◆ **Rows from a pointing dataset**:
☆ ☆ ☆
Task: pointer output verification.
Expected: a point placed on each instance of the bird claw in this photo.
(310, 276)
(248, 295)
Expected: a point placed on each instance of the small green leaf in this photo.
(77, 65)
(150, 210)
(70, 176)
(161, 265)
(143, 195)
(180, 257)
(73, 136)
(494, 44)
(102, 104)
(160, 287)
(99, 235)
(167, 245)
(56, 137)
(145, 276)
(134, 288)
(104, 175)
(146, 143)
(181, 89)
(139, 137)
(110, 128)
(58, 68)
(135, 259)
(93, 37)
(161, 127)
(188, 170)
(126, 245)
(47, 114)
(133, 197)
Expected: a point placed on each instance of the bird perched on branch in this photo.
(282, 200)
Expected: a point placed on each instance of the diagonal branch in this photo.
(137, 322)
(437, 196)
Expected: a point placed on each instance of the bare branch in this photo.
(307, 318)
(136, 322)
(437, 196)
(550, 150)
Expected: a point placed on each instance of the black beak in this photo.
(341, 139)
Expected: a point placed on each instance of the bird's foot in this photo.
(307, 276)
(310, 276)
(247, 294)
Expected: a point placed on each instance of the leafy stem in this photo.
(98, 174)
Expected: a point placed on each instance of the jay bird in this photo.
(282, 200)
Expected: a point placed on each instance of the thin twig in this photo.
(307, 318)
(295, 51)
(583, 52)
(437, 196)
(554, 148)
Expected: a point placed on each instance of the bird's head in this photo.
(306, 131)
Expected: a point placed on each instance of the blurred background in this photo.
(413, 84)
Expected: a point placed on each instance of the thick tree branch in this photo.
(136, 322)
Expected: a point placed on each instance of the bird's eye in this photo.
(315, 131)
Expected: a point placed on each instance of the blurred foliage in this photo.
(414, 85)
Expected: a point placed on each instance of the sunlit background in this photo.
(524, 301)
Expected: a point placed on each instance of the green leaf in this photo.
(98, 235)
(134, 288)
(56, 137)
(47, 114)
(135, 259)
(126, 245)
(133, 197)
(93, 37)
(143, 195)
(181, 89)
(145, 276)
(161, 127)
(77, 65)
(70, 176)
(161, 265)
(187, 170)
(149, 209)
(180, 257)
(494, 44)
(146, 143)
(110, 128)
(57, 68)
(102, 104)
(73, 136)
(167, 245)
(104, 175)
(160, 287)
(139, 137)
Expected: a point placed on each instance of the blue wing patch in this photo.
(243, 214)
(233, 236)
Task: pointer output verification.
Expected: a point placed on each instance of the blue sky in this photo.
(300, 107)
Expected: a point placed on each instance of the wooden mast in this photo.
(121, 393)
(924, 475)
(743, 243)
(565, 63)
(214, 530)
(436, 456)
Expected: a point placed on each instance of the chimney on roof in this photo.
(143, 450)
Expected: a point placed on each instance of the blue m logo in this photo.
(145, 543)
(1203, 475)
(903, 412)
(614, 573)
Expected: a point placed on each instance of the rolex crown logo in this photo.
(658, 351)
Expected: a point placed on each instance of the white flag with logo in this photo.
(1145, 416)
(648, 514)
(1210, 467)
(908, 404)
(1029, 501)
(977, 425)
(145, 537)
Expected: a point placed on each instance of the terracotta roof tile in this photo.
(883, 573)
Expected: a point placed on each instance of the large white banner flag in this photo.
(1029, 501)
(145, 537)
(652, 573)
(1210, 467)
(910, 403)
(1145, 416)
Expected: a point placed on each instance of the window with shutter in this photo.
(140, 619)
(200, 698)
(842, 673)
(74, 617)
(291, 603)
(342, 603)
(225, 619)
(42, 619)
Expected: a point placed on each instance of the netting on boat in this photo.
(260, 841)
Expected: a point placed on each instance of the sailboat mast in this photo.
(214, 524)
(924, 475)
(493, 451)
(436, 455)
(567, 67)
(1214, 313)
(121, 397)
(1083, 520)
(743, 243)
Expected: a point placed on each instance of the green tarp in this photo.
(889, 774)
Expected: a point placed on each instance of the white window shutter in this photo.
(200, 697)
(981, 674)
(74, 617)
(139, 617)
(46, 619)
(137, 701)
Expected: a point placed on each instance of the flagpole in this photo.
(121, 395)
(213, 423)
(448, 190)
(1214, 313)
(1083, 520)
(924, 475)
☆ ☆ ☆
◆ **Work required**: Reproduce every one of the records above, line for line, without changing anything.

◆ **The completed task**:
Task: pointer output verification.
Expected: a point placed on each instance of the bird claw in this photo.
(310, 276)
(248, 295)
Expected: a point placed on each instance of the small green leaf in this photo.
(77, 65)
(150, 210)
(70, 176)
(161, 265)
(143, 195)
(180, 257)
(73, 136)
(494, 44)
(102, 104)
(160, 287)
(99, 235)
(167, 245)
(56, 137)
(145, 276)
(134, 288)
(104, 175)
(146, 143)
(181, 89)
(139, 137)
(110, 128)
(58, 68)
(135, 259)
(93, 37)
(161, 127)
(188, 170)
(126, 245)
(47, 114)
(133, 197)
Expected: a point placed on each instance of the bird perched on branch in this photo.
(282, 200)
Expected: a point placed on each instance of the diagonal branch in this photo.
(137, 322)
(437, 196)
Expected: a point placed on each instance of the bare branch in this photo.
(307, 318)
(136, 322)
(437, 196)
(550, 150)
Expected: a point placed on each instance of the black beak in this photo.
(341, 139)
Expected: a point placed on each instance of the bird's foot in this photo.
(307, 276)
(310, 276)
(247, 294)
Expected: a point placed on each instance of the leafy stem in this photo.
(98, 174)
Expected: a point placed on each instance of the jay bird in this photo.
(282, 200)
Expected: a point placed on each instance of the thin twig in this photo.
(307, 318)
(295, 51)
(583, 52)
(437, 196)
(554, 148)
Expected: a point placed on each instance of the bird's head in this photo.
(306, 131)
Expected: a point placed on each instance of the blurred background in this photo.
(413, 84)
Expected: a point placed on each instance of the thick tree branch in this photo.
(136, 322)
Expected: a point placed on each instance of the bird's eye in this photo.
(315, 131)
Expected: a point placed on each instance of the blurred foliage in this photo.
(414, 85)
Expected: a point placed on each instance of the sunlit background in this photo.
(524, 301)
Expected: a point placed on each instance of the green leaf in this photo.
(98, 235)
(134, 288)
(56, 137)
(47, 114)
(135, 259)
(126, 245)
(133, 197)
(93, 37)
(143, 195)
(181, 89)
(145, 276)
(161, 127)
(77, 65)
(70, 176)
(161, 265)
(187, 170)
(149, 209)
(180, 257)
(494, 44)
(146, 143)
(110, 128)
(57, 68)
(102, 104)
(73, 136)
(167, 245)
(104, 175)
(160, 287)
(139, 137)
Expected: a point placed on each instance of the blue wing patch in this photo.
(243, 214)
(233, 236)
Task: pointer output verification.
Expected: a point placed on each instance of the blue sky in this photo.
(300, 107)
Expected: a point placed on each instance of the wooden mast in this photo.
(121, 393)
(924, 475)
(743, 243)
(565, 63)
(214, 530)
(436, 456)
Expected: a point placed on each instance of the chimney on roof in this photo.
(143, 450)
Expected: a point placed on each instance of the blue m logo in this photo.
(145, 543)
(1203, 475)
(903, 412)
(614, 573)
Expected: a point placed on each instance of the rolex crown logo in this photo.
(658, 351)
Expected: a point placed on each instance of the white flag with logo in this photo.
(1145, 416)
(648, 514)
(1210, 467)
(908, 404)
(1029, 501)
(977, 425)
(145, 537)
Expected: a point placed on each instance of the terracotta roof tile in this photo.
(883, 573)
Expected: a point placed on each instance of the large white banner flag in this photo.
(1029, 501)
(145, 537)
(652, 573)
(1210, 467)
(910, 403)
(1145, 416)
Expected: a point placed on each instance of the window with shutter in this photo.
(140, 619)
(200, 698)
(842, 673)
(74, 617)
(291, 603)
(342, 603)
(225, 619)
(42, 619)
Expected: a point placed on each instance of the netting on boat in this photo.
(260, 841)
Expected: a point placed on each instance of the sailboat mast in this photo.
(214, 524)
(924, 475)
(493, 451)
(436, 455)
(567, 67)
(1214, 313)
(121, 397)
(1083, 520)
(743, 243)
Expected: a point placed on each instance of the green tarp in this photo.
(889, 774)
Expected: a point placed on each instance of the white window shutter in this photo.
(200, 697)
(981, 674)
(74, 617)
(139, 617)
(46, 619)
(137, 701)
Expected: a point placed on each instance of the flagpole in this photo.
(121, 395)
(213, 423)
(448, 190)
(1214, 313)
(1083, 520)
(924, 475)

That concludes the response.